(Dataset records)
========

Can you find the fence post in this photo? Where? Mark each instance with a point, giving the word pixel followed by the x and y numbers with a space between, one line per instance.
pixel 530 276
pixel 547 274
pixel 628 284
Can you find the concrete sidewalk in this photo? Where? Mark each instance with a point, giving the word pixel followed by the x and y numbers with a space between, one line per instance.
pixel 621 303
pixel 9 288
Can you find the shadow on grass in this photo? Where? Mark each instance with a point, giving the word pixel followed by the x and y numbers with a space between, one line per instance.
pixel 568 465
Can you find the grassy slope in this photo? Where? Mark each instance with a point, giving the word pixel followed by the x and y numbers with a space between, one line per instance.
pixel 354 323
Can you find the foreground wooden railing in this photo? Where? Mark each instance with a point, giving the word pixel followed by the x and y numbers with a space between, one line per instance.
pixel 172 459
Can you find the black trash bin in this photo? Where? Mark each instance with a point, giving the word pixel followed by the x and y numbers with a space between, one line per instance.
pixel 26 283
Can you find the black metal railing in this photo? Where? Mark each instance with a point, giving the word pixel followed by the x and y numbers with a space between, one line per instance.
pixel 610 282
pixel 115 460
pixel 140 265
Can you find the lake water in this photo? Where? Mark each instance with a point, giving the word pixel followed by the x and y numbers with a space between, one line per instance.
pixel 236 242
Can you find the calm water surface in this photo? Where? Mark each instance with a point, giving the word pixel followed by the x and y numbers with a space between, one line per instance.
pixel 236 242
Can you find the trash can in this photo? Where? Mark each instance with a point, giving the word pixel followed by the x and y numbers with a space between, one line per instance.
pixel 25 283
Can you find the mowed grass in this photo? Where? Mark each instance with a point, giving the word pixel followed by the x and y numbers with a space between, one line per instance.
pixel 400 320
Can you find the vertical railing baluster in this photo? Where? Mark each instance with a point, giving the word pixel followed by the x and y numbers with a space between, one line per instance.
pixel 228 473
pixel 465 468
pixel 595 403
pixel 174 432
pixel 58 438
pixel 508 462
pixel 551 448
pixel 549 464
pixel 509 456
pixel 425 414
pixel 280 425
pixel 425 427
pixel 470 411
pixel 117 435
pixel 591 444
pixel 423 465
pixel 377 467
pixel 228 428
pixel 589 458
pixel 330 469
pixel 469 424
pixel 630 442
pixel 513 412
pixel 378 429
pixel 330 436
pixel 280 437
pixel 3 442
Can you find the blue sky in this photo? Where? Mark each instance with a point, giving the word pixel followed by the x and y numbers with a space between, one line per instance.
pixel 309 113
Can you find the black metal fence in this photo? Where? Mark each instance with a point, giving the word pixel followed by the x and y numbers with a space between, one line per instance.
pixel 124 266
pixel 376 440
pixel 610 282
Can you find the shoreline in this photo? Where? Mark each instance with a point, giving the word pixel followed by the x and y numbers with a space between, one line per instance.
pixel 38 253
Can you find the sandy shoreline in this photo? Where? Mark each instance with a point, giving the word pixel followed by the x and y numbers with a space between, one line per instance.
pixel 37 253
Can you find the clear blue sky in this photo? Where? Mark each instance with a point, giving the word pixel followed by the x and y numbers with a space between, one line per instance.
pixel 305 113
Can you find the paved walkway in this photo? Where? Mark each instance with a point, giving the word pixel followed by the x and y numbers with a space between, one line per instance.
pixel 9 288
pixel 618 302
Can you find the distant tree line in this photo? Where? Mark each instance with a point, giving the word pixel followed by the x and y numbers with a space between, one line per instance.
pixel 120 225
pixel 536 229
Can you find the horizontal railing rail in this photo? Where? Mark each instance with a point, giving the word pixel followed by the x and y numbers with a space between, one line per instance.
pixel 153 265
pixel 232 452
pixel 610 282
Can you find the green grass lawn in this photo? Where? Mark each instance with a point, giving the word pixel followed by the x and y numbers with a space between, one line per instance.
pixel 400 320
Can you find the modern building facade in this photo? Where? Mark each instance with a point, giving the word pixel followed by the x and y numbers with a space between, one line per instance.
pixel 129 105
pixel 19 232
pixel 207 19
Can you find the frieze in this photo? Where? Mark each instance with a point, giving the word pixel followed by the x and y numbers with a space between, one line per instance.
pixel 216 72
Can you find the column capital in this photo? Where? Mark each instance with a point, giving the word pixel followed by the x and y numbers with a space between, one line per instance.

========

■ CHALLENGE ■
Copy every record above exactly as it appears.

■ SOLUTION ■
Can you find the fence post in this photo? Where? Mark each instance with a point, giving the word pixel followed by the x and y numbers with a space between, one line per instance.
pixel 530 276
pixel 547 274
pixel 628 284
Can you find the concrete sidewalk in this photo? Where? Mark each instance with a point, giving the word pixel followed by the x and y numbers with a space between, one line per instance.
pixel 621 303
pixel 9 288
Can you find the shadow on grass in this photo? Where? Mark each instance with a point, giving the word pixel followed by the x and y numbers with a space between, one line per instance.
pixel 568 465
Can you find the grassy slope in this photo? Where? Mark each instance with a point, giving the word pixel followed by the x and y numbers with a space between, one line per instance.
pixel 354 323
Can you find the foreground wooden railing in this photo? Where? Mark each instance with a point, giving the word pixel followed by the x and y numbers with a space between, one line per instance.
pixel 172 459
Can you find the black trash bin in this photo? Where? Mark each instance with a point, giving the word pixel followed by the x and y numbers with a space between, one line per instance.
pixel 26 283
Can you find the black metal railing in this photo? Where? Mark each instance with a point, giving the word pixel followed by the x and y numbers with a space between, one line per instance.
pixel 610 282
pixel 115 460
pixel 140 265
Can you find the lake water in this photo? Where? Mark each instance with a point, giving the word pixel followed by the x and y numbers with a space between, one line per instance.
pixel 236 242
Can you find the calm water surface in this photo? Where? Mark each instance with a point, giving the word pixel followed by the x and y numbers with a space between, one line per instance.
pixel 236 242
Can you find the trash can in this photo? Where? Mark each instance with a point, giving the word pixel followed by the x and y numbers with a space between, one line per instance.
pixel 25 283
Can you find the mowed grass in this photo? Where? Mark each instance with a point, giving the word pixel followed by the x and y numbers with a space between, one line per instance.
pixel 400 320
Can you find the vertical railing baluster in this photo? Where? Mark each instance with a point, giving the word pixel followed by the x and y numbers with a space between, one line per instance.
pixel 228 473
pixel 465 468
pixel 595 403
pixel 174 432
pixel 58 438
pixel 508 462
pixel 551 448
pixel 549 464
pixel 509 456
pixel 425 414
pixel 280 425
pixel 425 427
pixel 470 411
pixel 117 435
pixel 591 444
pixel 423 465
pixel 377 467
pixel 228 428
pixel 589 458
pixel 330 469
pixel 469 424
pixel 630 442
pixel 513 412
pixel 378 429
pixel 330 436
pixel 280 437
pixel 3 442
Can you find the blue sky in this photo? Where? Mark each instance with a point, giving the word pixel followed by the x and y numbers with a space between, one line per instance.
pixel 309 113
Can you find the black metal fence in this photo? Where? Mark each instance with a point, giving the word pixel followed by the x and y numbers with a space between, one line per instance.
pixel 124 266
pixel 376 440
pixel 610 282
Can you find the shoreline in this photo? Where? Mark each instance with a point, giving the word pixel followed by the x and y numbers with a space between, one line per instance.
pixel 38 253
Can you find the sandy shoreline in this photo? Where? Mark each instance with a point, giving the word pixel followed by the x and y numbers with a space between, one line per instance.
pixel 37 253
Can you find the clear blue sky in this photo? Where? Mark each instance with a point, giving the word pixel followed by the x and y numbers with a space between, one line per instance.
pixel 305 113
Can you find the paved walkway in this photo? Where? Mark each instance with a point, giving the word pixel followed by the x and y numbers with a space between, one line per instance.
pixel 9 288
pixel 618 302
Can you find the distant tree line in this photo? Where? Mark each instance with a point, giving the word pixel followed by the x and y numbers with a space between, one line per instance.
pixel 120 225
pixel 536 229
Can you find the horizontal railing rail in this photo? Where? Mark each instance with a point, giving the word pixel followed by the x and y numbers with a space between, one line per instance.
pixel 153 265
pixel 232 452
pixel 610 282
Can you find the green grass lawn in this photo? Where? Mark each instance with a point, giving the word pixel followed by the x and y numbers with a space between, one line per instance.
pixel 400 320
Can you find the modern building facade in this photo? Where? Mark each instance with a point, giving the word pixel followed by the x and y numbers with a space between, one line per instance.
pixel 129 105
pixel 19 232
pixel 207 19
Can you find the frieze in this photo? Where? Mark each instance with a point, giving the word pixel followed by the x and y numbers with a space between, one line per instance.
pixel 216 72
Can you find the column capital in this photo? Where? Mark each instance with a point, giving the word pixel followed by the x and y numbers with a space between, one line per instance.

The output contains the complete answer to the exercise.